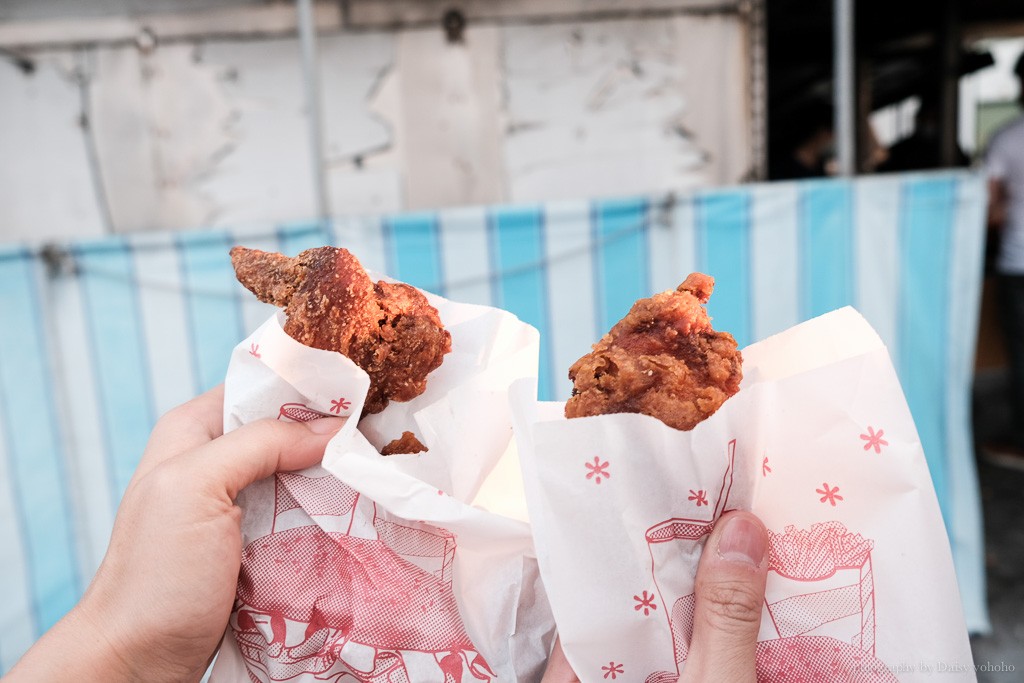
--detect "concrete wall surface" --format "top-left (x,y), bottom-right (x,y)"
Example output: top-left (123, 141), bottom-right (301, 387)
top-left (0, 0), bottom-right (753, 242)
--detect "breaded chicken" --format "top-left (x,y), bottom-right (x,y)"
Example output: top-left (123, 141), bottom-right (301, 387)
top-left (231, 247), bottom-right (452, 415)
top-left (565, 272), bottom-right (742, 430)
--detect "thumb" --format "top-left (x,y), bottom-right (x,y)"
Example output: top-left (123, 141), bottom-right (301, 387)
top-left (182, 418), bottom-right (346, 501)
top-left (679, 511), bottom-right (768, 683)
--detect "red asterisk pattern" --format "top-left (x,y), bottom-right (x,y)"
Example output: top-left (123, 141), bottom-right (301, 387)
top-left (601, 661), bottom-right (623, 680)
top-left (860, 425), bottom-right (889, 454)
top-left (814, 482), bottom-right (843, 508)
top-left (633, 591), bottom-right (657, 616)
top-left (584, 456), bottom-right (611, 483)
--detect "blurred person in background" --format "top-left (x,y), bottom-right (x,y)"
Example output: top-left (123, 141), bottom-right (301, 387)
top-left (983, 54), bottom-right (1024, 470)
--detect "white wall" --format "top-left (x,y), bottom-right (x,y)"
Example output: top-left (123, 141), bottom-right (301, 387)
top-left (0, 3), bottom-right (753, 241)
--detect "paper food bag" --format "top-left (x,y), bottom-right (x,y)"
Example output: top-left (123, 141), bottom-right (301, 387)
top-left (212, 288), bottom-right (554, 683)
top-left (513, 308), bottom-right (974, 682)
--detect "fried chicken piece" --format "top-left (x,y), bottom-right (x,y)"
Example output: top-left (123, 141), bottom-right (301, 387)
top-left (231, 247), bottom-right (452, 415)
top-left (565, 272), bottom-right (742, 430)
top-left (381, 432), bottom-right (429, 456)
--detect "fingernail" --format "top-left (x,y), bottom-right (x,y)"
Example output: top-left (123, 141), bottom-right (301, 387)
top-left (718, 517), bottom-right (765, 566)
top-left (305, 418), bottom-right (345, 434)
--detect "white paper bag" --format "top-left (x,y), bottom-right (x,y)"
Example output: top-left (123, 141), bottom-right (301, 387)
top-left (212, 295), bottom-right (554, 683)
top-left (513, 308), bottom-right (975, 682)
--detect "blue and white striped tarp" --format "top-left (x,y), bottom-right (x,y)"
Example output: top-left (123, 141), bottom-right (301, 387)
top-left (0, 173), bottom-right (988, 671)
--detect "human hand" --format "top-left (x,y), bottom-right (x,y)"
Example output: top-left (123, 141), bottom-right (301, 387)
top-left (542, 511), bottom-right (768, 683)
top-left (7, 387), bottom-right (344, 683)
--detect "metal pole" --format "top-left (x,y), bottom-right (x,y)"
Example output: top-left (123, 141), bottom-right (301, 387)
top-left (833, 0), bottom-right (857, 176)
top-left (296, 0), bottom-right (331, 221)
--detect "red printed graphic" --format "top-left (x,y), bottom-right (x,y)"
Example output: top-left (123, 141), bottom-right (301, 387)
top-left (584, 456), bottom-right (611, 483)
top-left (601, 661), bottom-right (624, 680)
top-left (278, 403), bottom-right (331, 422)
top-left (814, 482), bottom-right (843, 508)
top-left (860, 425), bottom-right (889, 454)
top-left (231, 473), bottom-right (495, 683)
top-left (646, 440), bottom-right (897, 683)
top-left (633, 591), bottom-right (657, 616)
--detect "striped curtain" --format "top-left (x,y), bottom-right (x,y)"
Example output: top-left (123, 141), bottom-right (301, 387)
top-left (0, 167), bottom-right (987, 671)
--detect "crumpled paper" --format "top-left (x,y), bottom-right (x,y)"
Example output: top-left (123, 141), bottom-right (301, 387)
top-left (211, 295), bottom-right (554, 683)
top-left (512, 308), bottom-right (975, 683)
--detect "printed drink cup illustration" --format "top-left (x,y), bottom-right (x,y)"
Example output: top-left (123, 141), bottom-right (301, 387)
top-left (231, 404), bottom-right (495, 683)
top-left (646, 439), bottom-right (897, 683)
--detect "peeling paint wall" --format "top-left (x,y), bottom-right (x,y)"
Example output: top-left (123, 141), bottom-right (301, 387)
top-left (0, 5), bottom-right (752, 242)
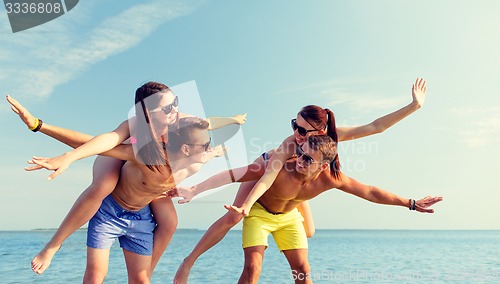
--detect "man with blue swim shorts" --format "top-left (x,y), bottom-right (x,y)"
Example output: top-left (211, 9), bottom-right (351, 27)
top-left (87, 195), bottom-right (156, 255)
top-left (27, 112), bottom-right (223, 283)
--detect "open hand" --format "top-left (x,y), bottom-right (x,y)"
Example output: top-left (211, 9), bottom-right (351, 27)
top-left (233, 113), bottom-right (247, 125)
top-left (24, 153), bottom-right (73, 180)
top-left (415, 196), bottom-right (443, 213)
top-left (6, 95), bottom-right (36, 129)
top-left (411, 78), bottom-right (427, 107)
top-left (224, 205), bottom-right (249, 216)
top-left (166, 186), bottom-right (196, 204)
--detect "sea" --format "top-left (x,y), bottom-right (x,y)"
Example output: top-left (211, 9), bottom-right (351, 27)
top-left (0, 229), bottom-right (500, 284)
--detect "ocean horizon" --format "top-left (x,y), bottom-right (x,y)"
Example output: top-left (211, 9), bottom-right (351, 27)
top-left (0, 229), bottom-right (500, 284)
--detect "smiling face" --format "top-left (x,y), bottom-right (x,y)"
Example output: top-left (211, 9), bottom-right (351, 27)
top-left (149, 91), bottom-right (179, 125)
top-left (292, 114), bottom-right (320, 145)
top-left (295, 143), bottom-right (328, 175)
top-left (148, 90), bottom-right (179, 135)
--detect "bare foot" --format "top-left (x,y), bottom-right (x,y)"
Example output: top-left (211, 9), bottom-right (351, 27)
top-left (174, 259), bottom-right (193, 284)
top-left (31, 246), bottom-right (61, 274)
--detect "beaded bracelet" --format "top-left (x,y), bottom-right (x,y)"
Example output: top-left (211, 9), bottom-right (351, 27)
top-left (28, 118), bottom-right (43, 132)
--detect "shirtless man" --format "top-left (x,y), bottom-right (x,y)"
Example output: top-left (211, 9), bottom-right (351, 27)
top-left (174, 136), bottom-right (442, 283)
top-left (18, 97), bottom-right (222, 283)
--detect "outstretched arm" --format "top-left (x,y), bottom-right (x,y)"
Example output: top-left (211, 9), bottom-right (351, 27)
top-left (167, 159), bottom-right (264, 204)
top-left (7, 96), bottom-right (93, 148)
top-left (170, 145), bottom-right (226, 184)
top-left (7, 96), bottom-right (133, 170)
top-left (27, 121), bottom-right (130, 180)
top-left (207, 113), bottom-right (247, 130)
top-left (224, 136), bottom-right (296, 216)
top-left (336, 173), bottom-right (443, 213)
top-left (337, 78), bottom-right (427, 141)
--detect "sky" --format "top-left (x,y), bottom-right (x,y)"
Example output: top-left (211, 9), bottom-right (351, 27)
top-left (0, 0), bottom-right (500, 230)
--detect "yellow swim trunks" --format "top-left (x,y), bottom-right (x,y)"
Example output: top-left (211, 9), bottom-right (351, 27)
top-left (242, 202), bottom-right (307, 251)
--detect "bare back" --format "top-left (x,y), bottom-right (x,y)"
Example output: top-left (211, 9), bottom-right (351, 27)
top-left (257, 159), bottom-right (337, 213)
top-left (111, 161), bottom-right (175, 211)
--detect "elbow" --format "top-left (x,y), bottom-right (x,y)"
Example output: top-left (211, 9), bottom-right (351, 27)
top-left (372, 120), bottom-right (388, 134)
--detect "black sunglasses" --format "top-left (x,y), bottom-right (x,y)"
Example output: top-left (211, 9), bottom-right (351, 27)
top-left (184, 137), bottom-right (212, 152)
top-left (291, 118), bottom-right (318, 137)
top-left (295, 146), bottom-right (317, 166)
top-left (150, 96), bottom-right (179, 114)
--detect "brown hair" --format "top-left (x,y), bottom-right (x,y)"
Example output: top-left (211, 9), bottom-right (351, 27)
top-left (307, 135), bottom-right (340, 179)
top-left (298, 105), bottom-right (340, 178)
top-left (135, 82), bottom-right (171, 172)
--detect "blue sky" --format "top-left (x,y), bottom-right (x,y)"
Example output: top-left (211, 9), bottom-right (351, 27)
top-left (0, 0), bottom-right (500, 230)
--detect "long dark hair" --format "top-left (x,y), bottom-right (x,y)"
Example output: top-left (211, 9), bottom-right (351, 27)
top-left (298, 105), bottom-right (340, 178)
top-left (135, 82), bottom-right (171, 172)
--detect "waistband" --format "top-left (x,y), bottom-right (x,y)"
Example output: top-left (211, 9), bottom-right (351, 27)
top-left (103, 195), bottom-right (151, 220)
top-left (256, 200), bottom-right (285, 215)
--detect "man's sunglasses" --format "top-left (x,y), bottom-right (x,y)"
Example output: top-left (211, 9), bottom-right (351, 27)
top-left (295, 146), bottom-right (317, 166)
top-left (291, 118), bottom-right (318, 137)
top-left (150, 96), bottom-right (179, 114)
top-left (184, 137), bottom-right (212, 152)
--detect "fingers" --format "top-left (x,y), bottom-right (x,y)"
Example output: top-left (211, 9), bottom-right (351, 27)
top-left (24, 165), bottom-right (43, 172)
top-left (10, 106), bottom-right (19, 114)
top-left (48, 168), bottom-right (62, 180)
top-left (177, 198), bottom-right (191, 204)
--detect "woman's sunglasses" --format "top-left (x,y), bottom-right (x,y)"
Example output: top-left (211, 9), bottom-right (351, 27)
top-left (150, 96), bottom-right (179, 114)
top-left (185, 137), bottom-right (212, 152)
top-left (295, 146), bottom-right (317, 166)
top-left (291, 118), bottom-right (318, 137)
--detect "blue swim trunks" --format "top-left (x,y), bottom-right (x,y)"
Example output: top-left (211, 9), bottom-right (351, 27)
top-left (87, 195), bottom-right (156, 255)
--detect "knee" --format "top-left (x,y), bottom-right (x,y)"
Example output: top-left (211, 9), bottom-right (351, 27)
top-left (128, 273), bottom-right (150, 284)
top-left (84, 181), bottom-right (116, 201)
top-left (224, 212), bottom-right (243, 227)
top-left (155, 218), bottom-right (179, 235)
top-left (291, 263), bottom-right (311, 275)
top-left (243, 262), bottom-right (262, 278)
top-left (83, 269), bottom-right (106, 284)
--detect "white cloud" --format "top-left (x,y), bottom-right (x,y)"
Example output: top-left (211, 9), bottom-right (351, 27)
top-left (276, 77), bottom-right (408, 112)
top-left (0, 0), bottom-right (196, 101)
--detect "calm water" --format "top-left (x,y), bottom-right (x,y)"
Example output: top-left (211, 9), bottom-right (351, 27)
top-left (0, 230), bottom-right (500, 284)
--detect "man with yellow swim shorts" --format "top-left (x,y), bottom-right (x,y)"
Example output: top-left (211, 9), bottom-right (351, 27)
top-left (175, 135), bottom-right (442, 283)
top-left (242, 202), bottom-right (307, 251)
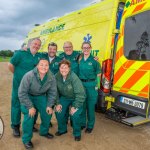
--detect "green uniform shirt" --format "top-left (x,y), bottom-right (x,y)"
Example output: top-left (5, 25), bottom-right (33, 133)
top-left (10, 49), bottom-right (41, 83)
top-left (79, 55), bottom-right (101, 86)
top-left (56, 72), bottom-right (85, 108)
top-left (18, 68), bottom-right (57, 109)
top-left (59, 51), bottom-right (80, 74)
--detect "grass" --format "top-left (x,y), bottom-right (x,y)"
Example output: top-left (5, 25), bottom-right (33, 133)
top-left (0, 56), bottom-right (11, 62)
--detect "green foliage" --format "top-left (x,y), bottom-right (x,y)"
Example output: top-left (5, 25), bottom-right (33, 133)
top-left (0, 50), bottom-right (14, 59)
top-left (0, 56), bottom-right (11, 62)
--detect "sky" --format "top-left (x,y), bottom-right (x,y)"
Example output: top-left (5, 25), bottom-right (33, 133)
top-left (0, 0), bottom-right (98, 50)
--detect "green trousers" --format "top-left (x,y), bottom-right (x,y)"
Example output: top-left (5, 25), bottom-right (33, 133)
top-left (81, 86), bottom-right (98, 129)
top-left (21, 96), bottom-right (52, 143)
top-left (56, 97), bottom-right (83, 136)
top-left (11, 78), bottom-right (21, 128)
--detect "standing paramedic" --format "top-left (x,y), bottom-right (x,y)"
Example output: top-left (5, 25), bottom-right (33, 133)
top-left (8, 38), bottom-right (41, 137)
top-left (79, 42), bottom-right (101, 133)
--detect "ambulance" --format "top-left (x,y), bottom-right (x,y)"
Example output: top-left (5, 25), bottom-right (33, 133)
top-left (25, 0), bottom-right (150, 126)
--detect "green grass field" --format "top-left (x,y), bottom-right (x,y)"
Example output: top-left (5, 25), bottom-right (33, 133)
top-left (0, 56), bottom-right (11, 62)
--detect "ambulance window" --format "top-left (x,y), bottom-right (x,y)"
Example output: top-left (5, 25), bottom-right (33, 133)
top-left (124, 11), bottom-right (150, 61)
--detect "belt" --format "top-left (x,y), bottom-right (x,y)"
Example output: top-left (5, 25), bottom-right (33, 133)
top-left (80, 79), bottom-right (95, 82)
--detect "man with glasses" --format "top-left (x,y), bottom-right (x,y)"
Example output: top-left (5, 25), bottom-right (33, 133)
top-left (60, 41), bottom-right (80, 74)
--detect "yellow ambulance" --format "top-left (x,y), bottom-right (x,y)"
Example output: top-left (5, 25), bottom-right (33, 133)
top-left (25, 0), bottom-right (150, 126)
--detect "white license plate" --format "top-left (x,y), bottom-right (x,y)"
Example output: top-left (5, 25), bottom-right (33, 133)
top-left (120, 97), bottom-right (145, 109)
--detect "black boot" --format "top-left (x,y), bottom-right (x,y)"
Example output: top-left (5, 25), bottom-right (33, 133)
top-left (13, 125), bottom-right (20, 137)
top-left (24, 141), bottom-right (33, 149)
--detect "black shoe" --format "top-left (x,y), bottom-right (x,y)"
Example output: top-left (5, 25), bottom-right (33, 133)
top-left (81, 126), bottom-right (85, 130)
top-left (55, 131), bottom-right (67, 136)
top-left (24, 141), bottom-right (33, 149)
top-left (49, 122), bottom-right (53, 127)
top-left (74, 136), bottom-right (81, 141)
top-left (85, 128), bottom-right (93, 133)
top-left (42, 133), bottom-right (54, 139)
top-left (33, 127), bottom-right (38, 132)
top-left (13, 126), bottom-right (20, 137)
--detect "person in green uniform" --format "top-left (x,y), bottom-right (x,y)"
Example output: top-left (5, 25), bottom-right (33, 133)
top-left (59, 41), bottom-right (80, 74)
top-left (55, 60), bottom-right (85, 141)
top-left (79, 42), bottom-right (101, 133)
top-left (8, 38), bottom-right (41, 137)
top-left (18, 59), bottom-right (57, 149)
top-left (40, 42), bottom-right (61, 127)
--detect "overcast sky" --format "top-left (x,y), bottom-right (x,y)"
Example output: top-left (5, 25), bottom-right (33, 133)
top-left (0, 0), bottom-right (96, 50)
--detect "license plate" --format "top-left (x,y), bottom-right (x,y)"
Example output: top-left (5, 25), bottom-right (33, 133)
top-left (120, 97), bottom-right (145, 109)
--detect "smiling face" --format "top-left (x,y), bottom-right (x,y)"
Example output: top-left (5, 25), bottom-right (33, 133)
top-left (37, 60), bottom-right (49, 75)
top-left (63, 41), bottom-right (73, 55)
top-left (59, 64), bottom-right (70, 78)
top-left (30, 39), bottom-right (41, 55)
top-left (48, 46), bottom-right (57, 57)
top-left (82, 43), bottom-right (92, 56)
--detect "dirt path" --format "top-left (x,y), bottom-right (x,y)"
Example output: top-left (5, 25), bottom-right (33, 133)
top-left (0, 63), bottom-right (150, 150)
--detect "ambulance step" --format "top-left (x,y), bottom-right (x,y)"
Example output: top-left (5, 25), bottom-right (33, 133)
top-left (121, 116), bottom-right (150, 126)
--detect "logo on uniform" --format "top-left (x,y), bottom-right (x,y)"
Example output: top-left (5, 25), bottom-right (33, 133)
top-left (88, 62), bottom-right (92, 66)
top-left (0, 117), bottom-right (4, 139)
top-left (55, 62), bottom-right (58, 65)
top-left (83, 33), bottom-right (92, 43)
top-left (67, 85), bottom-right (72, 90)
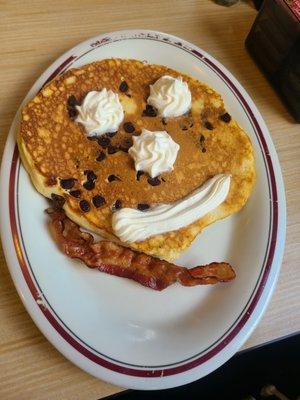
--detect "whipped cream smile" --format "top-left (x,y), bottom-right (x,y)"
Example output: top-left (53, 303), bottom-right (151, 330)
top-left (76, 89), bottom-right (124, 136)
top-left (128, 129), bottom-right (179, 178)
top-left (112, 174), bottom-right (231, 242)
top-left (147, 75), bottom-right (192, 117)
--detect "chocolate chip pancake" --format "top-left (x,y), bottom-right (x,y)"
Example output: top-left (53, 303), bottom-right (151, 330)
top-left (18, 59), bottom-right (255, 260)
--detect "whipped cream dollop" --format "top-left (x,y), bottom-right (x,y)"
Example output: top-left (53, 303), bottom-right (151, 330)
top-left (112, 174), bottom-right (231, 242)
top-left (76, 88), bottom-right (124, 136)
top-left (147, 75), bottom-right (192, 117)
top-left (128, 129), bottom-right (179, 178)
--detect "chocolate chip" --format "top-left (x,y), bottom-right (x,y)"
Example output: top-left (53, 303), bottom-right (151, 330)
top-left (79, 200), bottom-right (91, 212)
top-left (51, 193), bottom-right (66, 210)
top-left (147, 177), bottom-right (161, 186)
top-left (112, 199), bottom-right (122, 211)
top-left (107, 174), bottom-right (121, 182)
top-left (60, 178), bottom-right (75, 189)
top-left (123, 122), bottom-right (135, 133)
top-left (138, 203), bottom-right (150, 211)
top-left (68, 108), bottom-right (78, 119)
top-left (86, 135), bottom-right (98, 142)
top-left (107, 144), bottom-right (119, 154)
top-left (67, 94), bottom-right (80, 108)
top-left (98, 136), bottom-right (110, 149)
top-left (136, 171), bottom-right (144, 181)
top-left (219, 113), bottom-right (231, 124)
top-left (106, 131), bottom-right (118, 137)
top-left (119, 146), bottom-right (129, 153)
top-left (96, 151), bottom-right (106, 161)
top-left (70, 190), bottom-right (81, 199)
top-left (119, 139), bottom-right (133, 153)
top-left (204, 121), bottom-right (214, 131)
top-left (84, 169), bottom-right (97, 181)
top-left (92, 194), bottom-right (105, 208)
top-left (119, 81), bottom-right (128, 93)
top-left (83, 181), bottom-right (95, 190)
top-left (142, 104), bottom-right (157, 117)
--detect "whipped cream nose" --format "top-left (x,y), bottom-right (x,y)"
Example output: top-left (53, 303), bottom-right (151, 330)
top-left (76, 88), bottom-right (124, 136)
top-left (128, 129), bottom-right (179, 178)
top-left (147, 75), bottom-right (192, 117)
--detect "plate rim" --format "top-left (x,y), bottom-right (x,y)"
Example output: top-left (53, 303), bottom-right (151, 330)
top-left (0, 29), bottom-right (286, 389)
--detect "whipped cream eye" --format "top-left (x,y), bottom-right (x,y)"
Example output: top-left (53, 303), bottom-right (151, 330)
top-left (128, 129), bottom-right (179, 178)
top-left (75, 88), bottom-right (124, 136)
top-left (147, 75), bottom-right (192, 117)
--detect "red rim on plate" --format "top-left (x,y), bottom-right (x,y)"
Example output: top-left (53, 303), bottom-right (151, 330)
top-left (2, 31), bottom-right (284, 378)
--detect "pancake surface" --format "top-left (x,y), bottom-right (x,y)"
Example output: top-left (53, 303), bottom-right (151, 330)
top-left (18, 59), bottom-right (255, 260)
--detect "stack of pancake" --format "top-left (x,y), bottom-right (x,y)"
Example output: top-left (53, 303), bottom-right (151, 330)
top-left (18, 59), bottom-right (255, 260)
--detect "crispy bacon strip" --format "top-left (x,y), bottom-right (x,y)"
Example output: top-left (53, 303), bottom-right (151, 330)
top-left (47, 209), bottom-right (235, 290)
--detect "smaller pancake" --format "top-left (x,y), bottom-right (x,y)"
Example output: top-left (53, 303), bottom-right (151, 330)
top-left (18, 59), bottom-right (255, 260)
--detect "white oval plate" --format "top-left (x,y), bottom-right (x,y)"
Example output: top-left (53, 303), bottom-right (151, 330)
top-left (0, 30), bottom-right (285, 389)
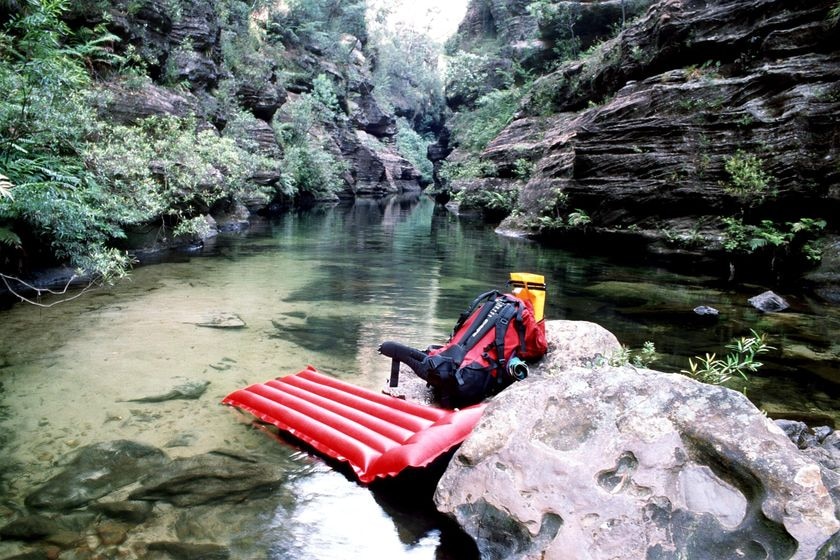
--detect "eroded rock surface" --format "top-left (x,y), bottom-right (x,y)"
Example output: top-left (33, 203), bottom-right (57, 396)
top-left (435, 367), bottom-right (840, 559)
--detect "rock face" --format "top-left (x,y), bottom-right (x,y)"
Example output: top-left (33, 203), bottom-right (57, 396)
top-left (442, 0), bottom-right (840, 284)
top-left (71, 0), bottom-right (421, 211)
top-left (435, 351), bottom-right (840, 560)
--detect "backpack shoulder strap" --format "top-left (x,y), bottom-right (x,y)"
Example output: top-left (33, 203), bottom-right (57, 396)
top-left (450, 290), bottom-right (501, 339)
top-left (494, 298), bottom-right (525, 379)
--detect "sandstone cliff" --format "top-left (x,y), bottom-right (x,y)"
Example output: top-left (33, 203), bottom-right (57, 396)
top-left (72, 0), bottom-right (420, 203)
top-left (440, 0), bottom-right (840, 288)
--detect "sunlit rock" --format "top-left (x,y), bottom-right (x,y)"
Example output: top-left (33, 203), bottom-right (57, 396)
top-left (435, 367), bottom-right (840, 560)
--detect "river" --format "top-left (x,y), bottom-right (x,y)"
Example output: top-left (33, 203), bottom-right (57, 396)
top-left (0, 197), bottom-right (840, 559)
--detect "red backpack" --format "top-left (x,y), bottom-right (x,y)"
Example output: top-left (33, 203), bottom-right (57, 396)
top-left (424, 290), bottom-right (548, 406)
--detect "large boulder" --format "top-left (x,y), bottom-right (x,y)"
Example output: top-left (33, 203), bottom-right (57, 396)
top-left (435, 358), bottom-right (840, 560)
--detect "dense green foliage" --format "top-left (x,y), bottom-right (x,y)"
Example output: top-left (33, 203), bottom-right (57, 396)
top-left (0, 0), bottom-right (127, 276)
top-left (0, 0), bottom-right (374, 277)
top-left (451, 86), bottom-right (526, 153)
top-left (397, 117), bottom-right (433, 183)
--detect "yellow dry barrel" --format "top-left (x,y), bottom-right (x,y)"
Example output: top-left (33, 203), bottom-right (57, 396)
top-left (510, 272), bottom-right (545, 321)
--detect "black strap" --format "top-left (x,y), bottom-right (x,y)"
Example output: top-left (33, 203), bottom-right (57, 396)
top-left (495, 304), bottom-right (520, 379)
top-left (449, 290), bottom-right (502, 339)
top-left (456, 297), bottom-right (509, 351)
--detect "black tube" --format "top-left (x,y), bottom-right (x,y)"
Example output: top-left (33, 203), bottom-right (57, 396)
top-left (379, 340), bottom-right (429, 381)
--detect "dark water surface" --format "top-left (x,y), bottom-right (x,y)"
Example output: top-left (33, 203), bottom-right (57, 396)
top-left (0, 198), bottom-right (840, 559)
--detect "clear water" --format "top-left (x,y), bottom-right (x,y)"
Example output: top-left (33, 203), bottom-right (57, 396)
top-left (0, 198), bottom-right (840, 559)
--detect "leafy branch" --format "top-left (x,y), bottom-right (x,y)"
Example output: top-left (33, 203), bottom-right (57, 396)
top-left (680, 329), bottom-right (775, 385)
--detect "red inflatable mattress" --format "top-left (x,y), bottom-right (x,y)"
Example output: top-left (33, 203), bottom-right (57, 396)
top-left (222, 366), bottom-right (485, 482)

§ Work instructions
Tally the lines in the data above that contain the word "uniform" and give only that number.

§ Correct output
3